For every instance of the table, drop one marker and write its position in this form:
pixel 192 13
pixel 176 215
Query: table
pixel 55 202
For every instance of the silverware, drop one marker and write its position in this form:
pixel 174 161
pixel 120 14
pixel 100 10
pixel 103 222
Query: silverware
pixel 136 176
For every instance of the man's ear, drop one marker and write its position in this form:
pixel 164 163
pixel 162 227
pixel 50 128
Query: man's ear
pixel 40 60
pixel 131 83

※ ※ ※

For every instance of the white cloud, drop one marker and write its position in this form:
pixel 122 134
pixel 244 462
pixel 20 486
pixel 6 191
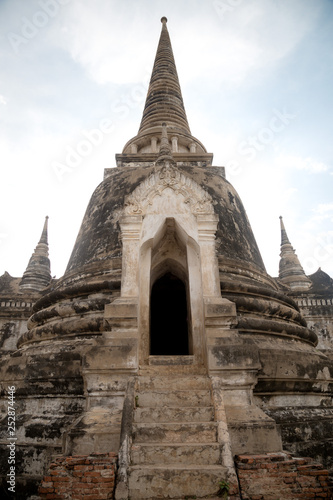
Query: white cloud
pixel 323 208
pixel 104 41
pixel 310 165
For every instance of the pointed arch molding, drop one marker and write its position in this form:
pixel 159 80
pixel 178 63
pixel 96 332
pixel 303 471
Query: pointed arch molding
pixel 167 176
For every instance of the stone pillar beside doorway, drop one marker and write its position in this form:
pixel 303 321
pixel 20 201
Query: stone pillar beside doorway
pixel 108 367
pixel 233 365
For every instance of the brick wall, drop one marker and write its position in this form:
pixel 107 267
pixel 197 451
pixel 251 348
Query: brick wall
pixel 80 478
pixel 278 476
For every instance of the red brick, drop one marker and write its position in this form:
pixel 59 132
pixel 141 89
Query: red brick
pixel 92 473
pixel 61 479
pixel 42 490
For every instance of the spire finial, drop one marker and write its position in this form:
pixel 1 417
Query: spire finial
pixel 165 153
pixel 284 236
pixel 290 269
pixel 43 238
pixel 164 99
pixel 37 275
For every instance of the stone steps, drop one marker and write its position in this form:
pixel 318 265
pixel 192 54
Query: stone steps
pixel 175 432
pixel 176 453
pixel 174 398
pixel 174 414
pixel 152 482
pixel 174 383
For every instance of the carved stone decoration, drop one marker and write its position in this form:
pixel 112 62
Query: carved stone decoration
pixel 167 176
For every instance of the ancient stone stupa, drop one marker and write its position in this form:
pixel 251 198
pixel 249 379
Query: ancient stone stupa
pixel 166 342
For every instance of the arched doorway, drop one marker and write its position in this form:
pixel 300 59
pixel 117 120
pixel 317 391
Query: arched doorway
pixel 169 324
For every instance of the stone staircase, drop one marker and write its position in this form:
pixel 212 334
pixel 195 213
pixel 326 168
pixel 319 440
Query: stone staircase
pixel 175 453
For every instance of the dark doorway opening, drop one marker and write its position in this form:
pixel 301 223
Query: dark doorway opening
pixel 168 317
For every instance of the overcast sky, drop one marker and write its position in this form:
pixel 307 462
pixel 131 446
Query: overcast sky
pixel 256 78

※ ※ ※

● What to work on
Reproduce verbatim the lines of the material above, from the line containing "For every instance of the pointed" through the line containing "pixel 233 365", both included. Output only those lines.

● In response
For every instance of the pointed arch molding, drop one marker and write its position in this form:
pixel 159 80
pixel 178 63
pixel 96 332
pixel 303 471
Query: pointed arch molding
pixel 167 176
For every instance of the stone pillar beside doorway, drop one marker and write its position in this form:
pixel 303 321
pixel 20 201
Query: stone pillar beside doorway
pixel 108 367
pixel 233 365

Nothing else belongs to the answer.